Turn the rows below into a JSON list of strings, with one string for each line and blank lines left out. Leave the pictures out of the list.

Pointing dataset rows
-----
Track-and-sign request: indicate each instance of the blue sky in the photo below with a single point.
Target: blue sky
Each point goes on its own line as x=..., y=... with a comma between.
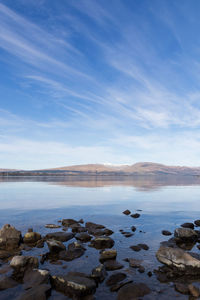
x=97, y=81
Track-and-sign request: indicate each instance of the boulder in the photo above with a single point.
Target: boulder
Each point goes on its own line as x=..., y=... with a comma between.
x=99, y=273
x=178, y=259
x=31, y=237
x=133, y=291
x=185, y=234
x=60, y=236
x=107, y=254
x=102, y=242
x=55, y=246
x=74, y=284
x=10, y=237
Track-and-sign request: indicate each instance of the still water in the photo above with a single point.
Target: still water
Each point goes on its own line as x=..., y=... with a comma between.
x=166, y=203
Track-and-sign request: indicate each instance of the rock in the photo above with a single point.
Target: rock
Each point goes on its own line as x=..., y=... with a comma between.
x=108, y=254
x=115, y=278
x=55, y=246
x=126, y=212
x=197, y=222
x=166, y=232
x=35, y=277
x=74, y=284
x=102, y=242
x=133, y=228
x=10, y=238
x=92, y=225
x=144, y=246
x=135, y=215
x=188, y=225
x=134, y=263
x=185, y=234
x=112, y=265
x=69, y=222
x=99, y=273
x=178, y=259
x=133, y=291
x=7, y=283
x=83, y=237
x=182, y=288
x=75, y=250
x=51, y=226
x=40, y=292
x=135, y=248
x=20, y=264
x=60, y=236
x=194, y=291
x=31, y=237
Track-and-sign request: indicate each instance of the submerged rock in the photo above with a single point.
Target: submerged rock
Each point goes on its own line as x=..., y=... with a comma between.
x=60, y=236
x=74, y=284
x=102, y=242
x=10, y=237
x=178, y=259
x=133, y=291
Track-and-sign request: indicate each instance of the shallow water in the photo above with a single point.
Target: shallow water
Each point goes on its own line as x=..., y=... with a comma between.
x=166, y=202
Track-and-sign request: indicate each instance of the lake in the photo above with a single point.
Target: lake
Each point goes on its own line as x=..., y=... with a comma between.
x=165, y=203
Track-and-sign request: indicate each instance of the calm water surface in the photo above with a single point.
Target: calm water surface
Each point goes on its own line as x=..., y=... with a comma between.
x=166, y=202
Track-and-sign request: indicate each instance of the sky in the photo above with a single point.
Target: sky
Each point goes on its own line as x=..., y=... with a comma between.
x=98, y=81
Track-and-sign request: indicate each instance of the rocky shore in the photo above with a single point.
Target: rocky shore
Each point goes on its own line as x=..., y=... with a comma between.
x=28, y=277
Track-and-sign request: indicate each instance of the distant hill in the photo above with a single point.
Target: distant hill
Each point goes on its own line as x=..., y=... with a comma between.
x=142, y=168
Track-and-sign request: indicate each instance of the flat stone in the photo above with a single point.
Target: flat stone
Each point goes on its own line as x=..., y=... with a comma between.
x=74, y=284
x=60, y=236
x=133, y=291
x=112, y=265
x=102, y=242
x=108, y=254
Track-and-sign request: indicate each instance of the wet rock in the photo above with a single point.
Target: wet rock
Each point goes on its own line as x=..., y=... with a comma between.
x=35, y=277
x=188, y=225
x=40, y=292
x=7, y=282
x=133, y=291
x=99, y=273
x=144, y=246
x=135, y=248
x=194, y=291
x=74, y=284
x=178, y=259
x=112, y=265
x=75, y=250
x=20, y=264
x=69, y=222
x=182, y=288
x=135, y=215
x=102, y=242
x=60, y=236
x=134, y=263
x=31, y=237
x=115, y=278
x=10, y=238
x=108, y=254
x=185, y=234
x=166, y=232
x=55, y=246
x=197, y=222
x=127, y=212
x=133, y=228
x=83, y=237
x=51, y=226
x=91, y=225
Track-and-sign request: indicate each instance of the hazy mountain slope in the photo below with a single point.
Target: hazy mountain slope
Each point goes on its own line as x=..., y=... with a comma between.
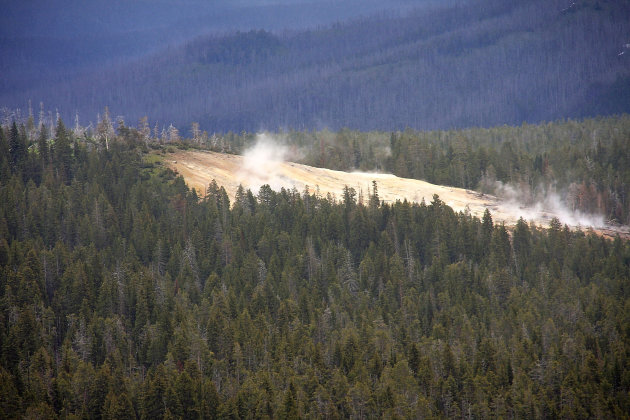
-----
» RESULT OF THE TASK:
[
  "Track-and-sign request: indicate each instance of the blue sky in the photo below with a single point.",
  "Target: blue sky",
  "Each point goes on its own line as x=..., y=... with a comma between.",
  "x=97, y=81",
  "Track-and-sign request: indicate each instance of the boulder in the photo above with a single point.",
  "Target: boulder",
  "Each point goes on its own line as x=..., y=... with a comma between.",
  "x=99, y=273",
  "x=178, y=259",
  "x=31, y=237",
  "x=133, y=291",
  "x=185, y=234",
  "x=60, y=236",
  "x=107, y=254",
  "x=102, y=242",
  "x=55, y=246",
  "x=74, y=284",
  "x=10, y=237",
  "Track-and-sign request: indicate each instance of the still water in the photo above with a single point.",
  "Target: still water",
  "Each point goes on its own line as x=..., y=... with a comma between.",
  "x=166, y=203",
  "Track-and-sign request: indicate each instance of the rock in the photo above with a single point.",
  "Target: rock",
  "Each point goes on its own line as x=..., y=... with a comma between.",
  "x=108, y=254",
  "x=115, y=278",
  "x=55, y=246",
  "x=126, y=212",
  "x=197, y=222",
  "x=166, y=232",
  "x=35, y=277",
  "x=74, y=284",
  "x=102, y=242",
  "x=133, y=228",
  "x=10, y=238",
  "x=92, y=225",
  "x=144, y=246",
  "x=135, y=215",
  "x=188, y=225",
  "x=134, y=263",
  "x=185, y=234",
  "x=112, y=265",
  "x=69, y=222",
  "x=99, y=273",
  "x=178, y=259",
  "x=133, y=291",
  "x=7, y=283",
  "x=83, y=237",
  "x=182, y=288",
  "x=75, y=250",
  "x=51, y=226",
  "x=40, y=292",
  "x=135, y=248",
  "x=20, y=264",
  "x=60, y=236",
  "x=194, y=291",
  "x=31, y=237",
  "Track-and-sign request: indicate each instance of the submerged rock in the photo above with a single point.",
  "Target: submerged rock",
  "Each point goes on its own line as x=..., y=... with a comma between.",
  "x=60, y=236",
  "x=74, y=284",
  "x=102, y=242",
  "x=10, y=237",
  "x=178, y=259",
  "x=133, y=291",
  "Track-and-sign request: indicate each instance of the shallow water in the photo above with a single point.",
  "Target: shallow water",
  "Each point goes on its own line as x=..., y=... with a comma between.",
  "x=166, y=202",
  "Track-and-sign request: indicate each instance of the lake in the photo above with a single point.",
  "Target: lake",
  "Each point goes on its own line as x=..., y=... with a comma between.",
  "x=165, y=203",
  "Track-and-sign request: indicate each instance of the calm water surface in the photo above with a single point.",
  "Target: calm water surface",
  "Each point goes on its own line as x=..., y=... with a comma between.",
  "x=166, y=202",
  "Track-and-sign request: indicate each instance of the sky in the photo above with a single point.",
  "Target: sky",
  "Each point goes on its own line as x=..., y=... with a comma between.",
  "x=98, y=81",
  "Track-and-sign request: indicate each instance of the rocky shore in the photo above with a single point.",
  "Target: rocky shore",
  "Each point goes on its own line as x=..., y=... with a comma between.",
  "x=28, y=277",
  "Track-and-sign request: indicate each instance of the distant hill in the photo above with a single point.",
  "Target: distant hill",
  "Each point goes on its own line as x=..., y=... with a comma between.",
  "x=142, y=168",
  "Track-and-sign request: indicate each instance of the flat stone in the photo above with a single point.",
  "Target: flat stone",
  "Each point goes on its own line as x=..., y=... with a comma between.",
  "x=74, y=284",
  "x=60, y=236",
  "x=133, y=291",
  "x=112, y=265",
  "x=102, y=242",
  "x=108, y=254",
  "Track-and-sign request: indicate each instance of the wet rock in the photo above with a single point.",
  "Target: wet rock",
  "Each point goes on its own line as x=..., y=... with a comma between.",
  "x=35, y=277",
  "x=188, y=225",
  "x=40, y=292",
  "x=7, y=282",
  "x=133, y=291",
  "x=99, y=273",
  "x=144, y=246",
  "x=135, y=248",
  "x=194, y=291",
  "x=74, y=284",
  "x=178, y=259",
  "x=112, y=265",
  "x=75, y=250",
  "x=20, y=264",
  "x=69, y=222",
  "x=182, y=288",
  "x=135, y=215",
  "x=102, y=242",
  "x=60, y=236",
  "x=134, y=263",
  "x=31, y=237",
  "x=115, y=278",
  "x=10, y=238",
  "x=108, y=254",
  "x=185, y=234",
  "x=166, y=232",
  "x=55, y=246",
  "x=197, y=222",
  "x=127, y=212",
  "x=133, y=228",
  "x=83, y=237",
  "x=51, y=226",
  "x=91, y=225",
  "Track-and-sign request: indicate each instance of the hazy mountain slope in the photo below with a single point.",
  "Target: hazy mountain slope",
  "Each point goes on its own line as x=..., y=... with a comma between."
]